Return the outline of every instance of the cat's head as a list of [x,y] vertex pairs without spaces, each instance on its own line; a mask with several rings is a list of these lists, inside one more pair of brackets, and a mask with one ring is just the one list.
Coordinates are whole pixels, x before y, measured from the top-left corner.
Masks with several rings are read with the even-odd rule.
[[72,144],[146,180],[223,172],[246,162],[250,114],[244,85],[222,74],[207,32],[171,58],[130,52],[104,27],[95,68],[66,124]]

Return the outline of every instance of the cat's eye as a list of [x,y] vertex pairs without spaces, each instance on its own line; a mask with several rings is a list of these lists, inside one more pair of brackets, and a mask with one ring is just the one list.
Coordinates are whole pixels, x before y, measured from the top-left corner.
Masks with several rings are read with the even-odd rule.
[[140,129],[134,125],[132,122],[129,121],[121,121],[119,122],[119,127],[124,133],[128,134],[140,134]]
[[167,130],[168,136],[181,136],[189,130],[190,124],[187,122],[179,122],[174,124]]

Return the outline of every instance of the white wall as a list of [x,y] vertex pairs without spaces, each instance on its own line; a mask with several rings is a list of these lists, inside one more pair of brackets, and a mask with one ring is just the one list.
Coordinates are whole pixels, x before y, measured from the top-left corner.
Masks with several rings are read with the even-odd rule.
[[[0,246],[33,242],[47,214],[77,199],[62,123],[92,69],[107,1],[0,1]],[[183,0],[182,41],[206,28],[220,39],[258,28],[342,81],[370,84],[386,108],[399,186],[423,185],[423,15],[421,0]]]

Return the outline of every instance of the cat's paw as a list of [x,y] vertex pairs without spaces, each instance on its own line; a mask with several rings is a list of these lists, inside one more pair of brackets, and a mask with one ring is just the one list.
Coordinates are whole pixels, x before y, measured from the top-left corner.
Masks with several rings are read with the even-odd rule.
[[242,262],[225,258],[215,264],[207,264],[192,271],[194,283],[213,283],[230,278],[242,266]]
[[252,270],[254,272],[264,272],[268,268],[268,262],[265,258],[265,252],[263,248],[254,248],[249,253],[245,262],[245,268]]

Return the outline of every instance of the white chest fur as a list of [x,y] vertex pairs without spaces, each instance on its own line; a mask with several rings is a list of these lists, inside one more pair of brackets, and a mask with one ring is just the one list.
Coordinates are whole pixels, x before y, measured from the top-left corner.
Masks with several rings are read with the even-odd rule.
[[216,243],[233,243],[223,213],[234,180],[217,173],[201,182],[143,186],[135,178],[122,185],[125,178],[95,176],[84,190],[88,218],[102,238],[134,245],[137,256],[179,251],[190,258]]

**Task:**
Copy out the lines from the one holding "Return the outline of every instance of the white chest" through the last line, inclusive, keeping the requests as they are and shifting every coordinate in the answers by -87.

**Result of the task:**
Return the outline of every instance of the white chest fur as a list of [x,y] vertex pairs without spaces, each instance on its own line; a mask with several rings is a list of these lists, inside one more pair of brackets, and a mask with one ring is just the one list.
Coordinates are whole pixels, x before y, measured from the top-left corner.
Masks with several rings are read with the even-odd rule.
[[129,156],[146,156],[136,126],[147,93],[130,86],[114,95],[56,99],[48,91],[35,98],[38,91],[8,89],[-3,103],[1,131],[15,151],[47,158],[50,169],[92,164],[103,171]]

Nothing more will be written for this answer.